§ What the exercise asks
Output every entry exactly as written.

-------- Supplied information --------

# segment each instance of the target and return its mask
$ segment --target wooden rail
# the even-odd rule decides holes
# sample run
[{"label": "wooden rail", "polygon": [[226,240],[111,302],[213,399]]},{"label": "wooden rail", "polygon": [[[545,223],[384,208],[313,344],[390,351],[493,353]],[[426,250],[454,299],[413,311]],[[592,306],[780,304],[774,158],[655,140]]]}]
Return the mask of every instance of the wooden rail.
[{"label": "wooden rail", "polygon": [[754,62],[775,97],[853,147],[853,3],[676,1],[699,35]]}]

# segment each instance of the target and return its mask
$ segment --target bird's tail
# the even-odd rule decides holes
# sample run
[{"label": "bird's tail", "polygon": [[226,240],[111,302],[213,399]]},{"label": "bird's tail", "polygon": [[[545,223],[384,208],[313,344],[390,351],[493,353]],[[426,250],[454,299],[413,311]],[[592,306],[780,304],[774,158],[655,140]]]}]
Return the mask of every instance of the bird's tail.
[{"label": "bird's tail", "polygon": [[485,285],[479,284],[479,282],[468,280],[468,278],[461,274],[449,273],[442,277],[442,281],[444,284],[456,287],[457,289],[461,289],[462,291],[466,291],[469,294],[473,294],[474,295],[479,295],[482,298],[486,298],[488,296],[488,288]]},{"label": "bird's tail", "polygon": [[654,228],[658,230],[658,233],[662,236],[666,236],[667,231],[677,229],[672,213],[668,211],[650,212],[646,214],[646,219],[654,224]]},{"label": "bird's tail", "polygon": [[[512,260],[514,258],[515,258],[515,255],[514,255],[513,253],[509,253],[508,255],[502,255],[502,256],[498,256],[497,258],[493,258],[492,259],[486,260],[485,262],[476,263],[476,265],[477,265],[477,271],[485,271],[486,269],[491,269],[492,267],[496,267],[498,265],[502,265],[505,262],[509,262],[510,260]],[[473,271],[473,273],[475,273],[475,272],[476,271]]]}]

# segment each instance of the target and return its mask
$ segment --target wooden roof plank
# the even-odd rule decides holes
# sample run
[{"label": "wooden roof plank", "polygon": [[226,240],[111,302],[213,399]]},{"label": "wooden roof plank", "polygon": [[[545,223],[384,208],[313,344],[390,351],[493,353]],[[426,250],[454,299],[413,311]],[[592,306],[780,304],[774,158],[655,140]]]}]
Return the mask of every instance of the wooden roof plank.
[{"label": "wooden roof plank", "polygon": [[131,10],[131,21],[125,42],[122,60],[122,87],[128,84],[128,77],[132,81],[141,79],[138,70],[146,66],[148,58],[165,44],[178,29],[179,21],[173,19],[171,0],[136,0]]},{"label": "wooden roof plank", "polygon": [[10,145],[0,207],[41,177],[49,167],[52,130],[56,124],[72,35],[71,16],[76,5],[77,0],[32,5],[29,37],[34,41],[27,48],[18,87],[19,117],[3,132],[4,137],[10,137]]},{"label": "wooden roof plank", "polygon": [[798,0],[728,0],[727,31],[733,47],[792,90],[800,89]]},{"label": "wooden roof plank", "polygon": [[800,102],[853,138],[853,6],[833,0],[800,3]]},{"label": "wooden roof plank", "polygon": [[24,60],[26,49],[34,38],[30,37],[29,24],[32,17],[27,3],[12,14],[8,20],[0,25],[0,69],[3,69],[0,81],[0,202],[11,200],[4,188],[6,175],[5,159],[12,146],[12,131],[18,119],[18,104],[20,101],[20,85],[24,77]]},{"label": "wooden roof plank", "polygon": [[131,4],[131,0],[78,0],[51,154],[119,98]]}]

--------

§ Solution to the exercise
# segment each instance of the target and return its mask
$ segment --target wooden rail
# the even-odd rule decides holes
# sample run
[{"label": "wooden rail", "polygon": [[226,240],[111,302],[213,399]]},{"label": "wooden rail", "polygon": [[[545,223],[384,208],[313,344],[390,351],[493,353]],[[426,250],[454,299],[413,311]],[[592,306],[780,304],[774,158],[655,140]]]}]
Return the mask of every instance of the wooden rail.
[{"label": "wooden rail", "polygon": [[754,62],[775,97],[853,147],[853,3],[676,1],[699,35]]}]

# segment each instance of the target and return its mask
$ segment --target bird's tail
# the even-odd rule decides holes
# sample run
[{"label": "bird's tail", "polygon": [[226,240],[111,302],[213,399]]},{"label": "bird's tail", "polygon": [[[545,223],[384,208],[313,344],[390,351],[493,353]],[[426,250],[454,299],[413,311]],[[592,306],[780,304],[774,158],[655,140]]]}]
Return the mask of every instance of the bird's tail.
[{"label": "bird's tail", "polygon": [[485,285],[479,284],[479,282],[468,280],[468,278],[461,274],[449,273],[442,277],[442,281],[444,284],[456,287],[457,289],[461,289],[462,291],[466,291],[469,294],[473,294],[474,295],[479,295],[482,298],[486,298],[488,296],[488,288]]},{"label": "bird's tail", "polygon": [[654,228],[658,230],[658,233],[662,236],[666,236],[667,231],[677,229],[672,213],[668,211],[650,212],[646,214],[646,219],[654,224]]},{"label": "bird's tail", "polygon": [[[512,260],[514,258],[515,258],[515,255],[514,255],[513,253],[509,253],[508,255],[502,255],[502,256],[498,256],[497,258],[493,258],[492,259],[486,260],[485,262],[476,263],[476,265],[477,265],[477,271],[485,271],[486,269],[491,269],[492,267],[496,267],[498,265],[502,265],[505,262],[509,262],[510,260]],[[473,271],[473,273],[475,273],[475,272],[476,271]]]}]

# segment each instance of the target and return its mask
$ segment --target wooden roof plank
# the even-odd rule decides holes
# sample run
[{"label": "wooden roof plank", "polygon": [[226,240],[111,302],[213,399]]},{"label": "wooden roof plank", "polygon": [[[545,223],[384,208],[313,344],[390,351],[493,353]],[[426,250],[454,299],[413,311]],[[592,306],[780,304],[774,158],[655,140]]]}]
Return the mask of every instance of the wooden roof plank.
[{"label": "wooden roof plank", "polygon": [[131,10],[131,21],[125,42],[122,60],[122,87],[128,84],[128,77],[132,81],[141,79],[138,70],[146,66],[148,58],[165,44],[178,29],[179,21],[173,19],[171,0],[136,0]]},{"label": "wooden roof plank", "polygon": [[10,145],[0,207],[41,177],[49,167],[52,130],[56,124],[72,35],[71,16],[76,5],[77,0],[32,5],[29,37],[34,41],[27,48],[18,87],[19,117],[3,132],[4,137],[10,137]]},{"label": "wooden roof plank", "polygon": [[798,0],[728,0],[727,31],[733,47],[792,90],[800,89]]},{"label": "wooden roof plank", "polygon": [[800,102],[853,138],[853,6],[833,0],[800,3]]},{"label": "wooden roof plank", "polygon": [[24,60],[26,49],[34,38],[30,37],[29,24],[32,17],[27,3],[12,14],[8,20],[0,25],[0,69],[3,69],[0,81],[0,202],[11,200],[4,188],[6,175],[5,159],[12,146],[12,131],[18,119],[18,104],[20,101],[20,85],[24,77]]},{"label": "wooden roof plank", "polygon": [[131,4],[131,0],[78,0],[51,154],[119,98]]}]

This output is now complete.